_Goal of the exercise_.
Reproduce the material that follows, keeping every line exactly as it is.

[Start of Attachment]

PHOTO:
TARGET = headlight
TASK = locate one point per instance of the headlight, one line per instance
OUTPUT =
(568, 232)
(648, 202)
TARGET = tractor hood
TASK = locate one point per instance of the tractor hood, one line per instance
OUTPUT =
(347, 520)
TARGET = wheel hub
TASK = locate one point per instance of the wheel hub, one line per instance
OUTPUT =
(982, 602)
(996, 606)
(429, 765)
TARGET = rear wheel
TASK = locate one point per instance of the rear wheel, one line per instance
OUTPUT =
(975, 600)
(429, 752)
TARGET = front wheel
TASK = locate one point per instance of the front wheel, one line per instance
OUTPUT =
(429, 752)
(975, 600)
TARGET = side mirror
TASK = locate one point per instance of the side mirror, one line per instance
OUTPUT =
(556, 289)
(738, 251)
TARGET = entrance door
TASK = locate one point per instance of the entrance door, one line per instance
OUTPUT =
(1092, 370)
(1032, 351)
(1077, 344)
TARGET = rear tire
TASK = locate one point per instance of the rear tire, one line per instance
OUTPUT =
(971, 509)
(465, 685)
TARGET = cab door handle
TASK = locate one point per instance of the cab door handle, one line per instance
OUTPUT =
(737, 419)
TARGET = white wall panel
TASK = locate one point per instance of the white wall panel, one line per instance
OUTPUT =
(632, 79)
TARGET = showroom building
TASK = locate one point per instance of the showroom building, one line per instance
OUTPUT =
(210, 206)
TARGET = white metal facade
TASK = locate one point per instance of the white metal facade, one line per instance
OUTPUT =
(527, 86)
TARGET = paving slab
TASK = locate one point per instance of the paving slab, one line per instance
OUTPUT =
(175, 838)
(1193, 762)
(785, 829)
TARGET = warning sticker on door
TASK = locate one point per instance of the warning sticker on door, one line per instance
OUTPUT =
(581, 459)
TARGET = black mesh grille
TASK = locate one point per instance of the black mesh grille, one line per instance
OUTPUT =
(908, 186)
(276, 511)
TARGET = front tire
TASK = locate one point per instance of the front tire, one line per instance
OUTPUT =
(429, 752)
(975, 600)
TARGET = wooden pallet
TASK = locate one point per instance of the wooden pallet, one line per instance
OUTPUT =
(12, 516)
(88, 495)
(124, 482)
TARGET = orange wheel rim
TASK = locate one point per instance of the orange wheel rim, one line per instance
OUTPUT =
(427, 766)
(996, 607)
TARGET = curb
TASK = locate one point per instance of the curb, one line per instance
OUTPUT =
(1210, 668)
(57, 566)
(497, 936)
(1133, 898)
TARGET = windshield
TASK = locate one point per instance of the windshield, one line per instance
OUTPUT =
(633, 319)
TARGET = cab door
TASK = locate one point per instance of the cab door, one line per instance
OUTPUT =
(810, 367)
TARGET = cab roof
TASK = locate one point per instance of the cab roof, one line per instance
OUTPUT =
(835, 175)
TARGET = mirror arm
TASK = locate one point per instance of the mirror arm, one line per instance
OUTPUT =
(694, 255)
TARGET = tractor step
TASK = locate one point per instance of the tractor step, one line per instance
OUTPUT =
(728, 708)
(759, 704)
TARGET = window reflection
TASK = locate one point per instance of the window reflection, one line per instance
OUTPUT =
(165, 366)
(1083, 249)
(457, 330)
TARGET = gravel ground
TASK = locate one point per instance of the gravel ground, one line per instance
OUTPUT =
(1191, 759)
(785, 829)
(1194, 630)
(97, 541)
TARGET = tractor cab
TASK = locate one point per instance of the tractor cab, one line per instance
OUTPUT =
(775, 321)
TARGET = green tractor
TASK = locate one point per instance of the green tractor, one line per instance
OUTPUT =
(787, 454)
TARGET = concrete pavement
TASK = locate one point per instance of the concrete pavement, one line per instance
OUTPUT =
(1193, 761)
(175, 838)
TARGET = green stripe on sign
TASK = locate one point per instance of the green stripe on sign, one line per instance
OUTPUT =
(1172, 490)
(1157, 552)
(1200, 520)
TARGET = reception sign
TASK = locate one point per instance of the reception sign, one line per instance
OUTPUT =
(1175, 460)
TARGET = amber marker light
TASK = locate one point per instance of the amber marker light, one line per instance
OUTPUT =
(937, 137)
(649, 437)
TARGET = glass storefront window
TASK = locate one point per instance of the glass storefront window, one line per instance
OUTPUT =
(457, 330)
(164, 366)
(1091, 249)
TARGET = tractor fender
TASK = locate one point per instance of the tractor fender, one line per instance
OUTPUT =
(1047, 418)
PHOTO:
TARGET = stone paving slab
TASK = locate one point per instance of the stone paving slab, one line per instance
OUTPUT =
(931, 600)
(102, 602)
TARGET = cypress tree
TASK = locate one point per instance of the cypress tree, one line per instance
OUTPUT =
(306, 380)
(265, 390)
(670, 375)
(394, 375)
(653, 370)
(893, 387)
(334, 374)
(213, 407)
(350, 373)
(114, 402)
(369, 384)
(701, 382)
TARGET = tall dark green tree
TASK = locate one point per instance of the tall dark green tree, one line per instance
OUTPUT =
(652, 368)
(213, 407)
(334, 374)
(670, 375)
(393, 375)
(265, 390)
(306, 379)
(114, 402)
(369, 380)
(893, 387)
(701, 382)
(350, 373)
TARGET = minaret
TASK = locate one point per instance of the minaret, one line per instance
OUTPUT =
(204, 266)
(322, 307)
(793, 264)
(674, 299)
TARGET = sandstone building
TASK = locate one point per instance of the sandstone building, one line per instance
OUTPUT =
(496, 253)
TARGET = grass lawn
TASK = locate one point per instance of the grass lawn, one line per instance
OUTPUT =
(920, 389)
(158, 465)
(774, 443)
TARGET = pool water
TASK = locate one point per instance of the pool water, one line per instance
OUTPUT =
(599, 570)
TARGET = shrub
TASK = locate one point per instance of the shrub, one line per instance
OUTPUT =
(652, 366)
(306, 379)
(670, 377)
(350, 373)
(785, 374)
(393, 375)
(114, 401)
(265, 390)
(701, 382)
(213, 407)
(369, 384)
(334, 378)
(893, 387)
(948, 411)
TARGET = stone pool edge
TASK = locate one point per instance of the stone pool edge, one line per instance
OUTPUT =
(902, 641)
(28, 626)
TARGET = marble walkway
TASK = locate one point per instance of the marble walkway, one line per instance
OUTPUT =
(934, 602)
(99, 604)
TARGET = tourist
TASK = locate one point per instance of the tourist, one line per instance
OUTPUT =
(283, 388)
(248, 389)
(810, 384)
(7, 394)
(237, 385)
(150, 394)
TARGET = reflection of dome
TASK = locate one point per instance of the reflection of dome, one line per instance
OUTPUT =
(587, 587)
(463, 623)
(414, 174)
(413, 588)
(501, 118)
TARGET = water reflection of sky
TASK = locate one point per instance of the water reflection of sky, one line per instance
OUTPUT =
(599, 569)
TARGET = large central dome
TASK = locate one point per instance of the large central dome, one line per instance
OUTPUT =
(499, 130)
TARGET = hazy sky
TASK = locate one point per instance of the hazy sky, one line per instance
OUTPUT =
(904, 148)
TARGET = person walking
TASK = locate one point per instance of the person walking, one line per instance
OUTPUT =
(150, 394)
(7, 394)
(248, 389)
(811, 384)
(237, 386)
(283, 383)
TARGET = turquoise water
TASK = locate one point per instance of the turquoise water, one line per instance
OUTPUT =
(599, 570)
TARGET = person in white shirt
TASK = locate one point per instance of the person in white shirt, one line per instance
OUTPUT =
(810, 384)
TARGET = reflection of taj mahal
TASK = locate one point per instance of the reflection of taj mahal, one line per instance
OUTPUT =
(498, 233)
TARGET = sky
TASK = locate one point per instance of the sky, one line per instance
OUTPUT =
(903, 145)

[End of Attachment]

_Finished task_.
PHOTO:
TARGET = headlight
TASK = locate one point per instance of the headlight, one line per instance
OUTPUT =
(568, 232)
(648, 202)
TARGET = tractor hood
TASK = locate one point per instance of the tractor hood, one line per instance
OUTPUT =
(347, 520)
TARGET = wheel hub
TASK = locate one point per instance of the wheel hub, one line per instance
OUTPUT =
(982, 602)
(996, 606)
(429, 765)
TARGET = rear wheel
TASK = locate one point per instance of the rear wheel, one line per instance
OUTPUT =
(975, 600)
(429, 752)
TARGET = front wheel
TASK = locate one point per instance of the front wheel, one line per instance
OUTPUT =
(429, 752)
(975, 600)
TARGET = side mirror
TASK = locate one point per instance of the side mirror, one line per instance
OUTPUT =
(556, 289)
(738, 251)
TARGET = entrance door
TASK = locate one point per instance of the entrance door, one line per instance
OUTPUT =
(1092, 370)
(1032, 351)
(1077, 344)
TARGET = rear tire
TASK = locate one point per instance of the rear tire, one line per instance
OUTPUT =
(971, 509)
(465, 685)
TARGET = cab door handle
TASK = locate one point per instance of the cab door handle, one line per instance
OUTPUT =
(737, 419)
TARGET = white wall panel
TASK = locate one point per instance of the white wall panel, one line per instance
OUTPUT =
(632, 79)
TARGET = showroom building
TASK = locate one point per instance of the showroom building, one line per instance
OUTPUT =
(210, 206)
TARGET = white metal facade
TASK = locate one point per instance of the white metal facade, one line per instance
OUTPUT =
(527, 86)
TARGET = paving slab
TASK = locate one point per instance of the paving slab, one line per instance
OUTPUT =
(175, 838)
(1193, 762)
(785, 829)
TARGET = warning sticker on door
TASK = locate one point per instance of the warning sticker on door, one line per instance
OUTPUT =
(581, 459)
TARGET = black mesh grille
TASK = locate one point per instance of the black mesh grille, one line per instance
OUTPUT =
(908, 186)
(276, 511)
TARGET = front tire
TASK = locate one point per instance of the front tire, one line per instance
OUTPUT =
(429, 752)
(975, 600)
TARGET = wooden pallet
TASK = locate one point per instance of the wooden pallet, one line per instance
OUTPUT =
(12, 516)
(88, 495)
(124, 482)
TARGET = orange wheel rim
TASK = locate one point per instance of the orange wheel rim, one line per instance
OUTPUT =
(427, 766)
(996, 607)
TARGET = curb
TASK = locate one point per instance of the curb, one line per instance
OUTPUT =
(1210, 668)
(57, 566)
(497, 936)
(1133, 898)
TARGET = windshield
TASK = locate one point per instance of the windshield, one line per instance
OUTPUT =
(633, 319)
TARGET = cab door
TASK = locate one point per instance of the cab door, one line per instance
OUTPUT =
(810, 367)
TARGET = cab roof
TASK = locate one point per instance of the cab roof, one line per instance
OUTPUT =
(835, 175)
TARGET = mirror arm
TASK = locate one point per instance of the mirror arm, one line per instance
OUTPUT =
(694, 255)
TARGET = tractor step
TASK = locate one point per instance of the tractor step, one line per instance
OUTPUT =
(728, 708)
(759, 704)
TARGET = window reflection
TASK = locate one point per instance of the window reflection, one line per instance
OUTPUT =
(165, 366)
(1083, 249)
(457, 330)
TARGET = gravel ground
TASK = locate one point per instance of the gravel ground, one line per instance
OUTPUT =
(1191, 759)
(785, 829)
(1194, 630)
(97, 541)
TARGET = tractor cab
TASK = locate one point per instance of the tractor cab, one line per instance
OUTPUT =
(775, 321)
TARGET = green tractor
TASK = locate one point per instance of the green tractor, one line per instance
OUTPUT =
(787, 454)
TARGET = concrete pavement
TASK = locate one point per instance of the concrete pavement, one line per instance
OUTPUT =
(1193, 761)
(175, 838)
TARGET = green stripe on sign
TASK = locate one point per instance of the green stripe on sign, one line per instance
OUTPUT =
(1172, 490)
(1157, 552)
(1200, 520)
TARGET = reception sign
TASK = locate one point per instance of the reception sign, one line per instance
OUTPUT =
(1175, 460)
TARGET = amber marker light
TASK = locate one point per instance of the amber marker light, one line per instance
OUTPUT =
(937, 137)
(649, 437)
TARGET = glass storefront window
TASK = locate one point per instance of the glass storefront window, one line per instance
OUTPUT =
(457, 330)
(164, 366)
(1091, 249)
TARGET = tractor fender
TASK = locate one point per instance of the tractor fender, one line per instance
OUTPUT =
(1047, 418)
PHOTO:
TARGET = stone paving slab
TASK = locate one point per instance of the stone paving slab, one line per instance
OUTPUT =
(931, 600)
(102, 602)
TARGET = cypress tree
TASK = locate one point per instance of the cypress tree, one line per instance
OUTPUT =
(306, 380)
(265, 390)
(670, 375)
(394, 375)
(653, 370)
(893, 387)
(334, 374)
(213, 407)
(350, 373)
(114, 402)
(369, 384)
(701, 382)
TARGET = tall dark green tree
TASK = locate one point per instance of the tall dark green tree, one line per instance
OUTPUT =
(652, 368)
(213, 407)
(334, 374)
(670, 375)
(393, 375)
(265, 390)
(306, 379)
(114, 402)
(369, 380)
(893, 387)
(701, 382)
(350, 373)
TARGET = minaret
TASK = locate one point per instance of the minaret, one line per instance
OUTPUT =
(204, 266)
(322, 307)
(793, 264)
(674, 299)
TARGET = sandstone building
TASK = locate one point per instance of the sandstone building, one line per instance
OUTPUT =
(496, 253)
TARGET = grass lawn
TASK = locate one point per instance of the grass lawn, one line per instance
OUTPUT =
(920, 389)
(158, 465)
(774, 443)
TARGET = pool water
TASK = locate one point per instance of the pool water, one line per instance
OUTPUT =
(599, 570)
TARGET = shrub
TASK = locate one point per instance of the shrub, one line per instance
OUTPUT =
(652, 366)
(306, 379)
(670, 377)
(350, 373)
(785, 374)
(393, 375)
(114, 401)
(265, 390)
(701, 382)
(213, 407)
(369, 384)
(334, 378)
(893, 387)
(948, 411)
TARGET = stone pool edge
TASK = locate one point per instance of the stone pool edge, one line per instance
OUTPUT =
(902, 641)
(28, 626)
TARGET = marble walkway
TASK = locate one point per instance of the marble walkway, one line per instance
OUTPUT =
(934, 602)
(99, 604)
TARGET = tourist
TASK = locate one point per instance of the tourist, one line per instance
OUTPUT =
(283, 388)
(248, 389)
(810, 384)
(7, 394)
(237, 385)
(150, 394)
TARGET = reflection of dome
TASK = locate one point per instance of the reflection of dome, one line per instance
OUTPUT =
(587, 587)
(463, 623)
(414, 174)
(413, 588)
(501, 118)
TARGET = water reflection of sky
TASK = locate one point per instance of the water reflection of sky, one line per instance
OUTPUT =
(599, 569)
TARGET = large central dome
TASK = locate one point per instance of the large central dome, one line per instance
OUTPUT =
(499, 130)
TARGET = hazy sky
TASK = locate one point per instance of the hazy sky, one line per instance
OUTPUT =
(904, 148)
TARGET = person walking
TASK = locate one point per instance of the person walking, one line per instance
OUTPUT =
(150, 394)
(7, 394)
(248, 389)
(811, 384)
(237, 386)
(283, 383)
TARGET = turquoise water
TASK = locate one point per instance of the turquoise water, one line per instance
OUTPUT =
(599, 570)
TARGET = person in white shirt
TASK = locate one point per instance of the person in white shirt, one line per instance
OUTPUT =
(810, 384)
TARGET = reflection of taj mahal
TASK = locate one point per instance of the reflection of taj mahal, one line per instance
OUTPUT =
(498, 233)
TARGET = sky
TASK = locate one point per instance of the sky, one line per instance
OUTPUT =
(903, 145)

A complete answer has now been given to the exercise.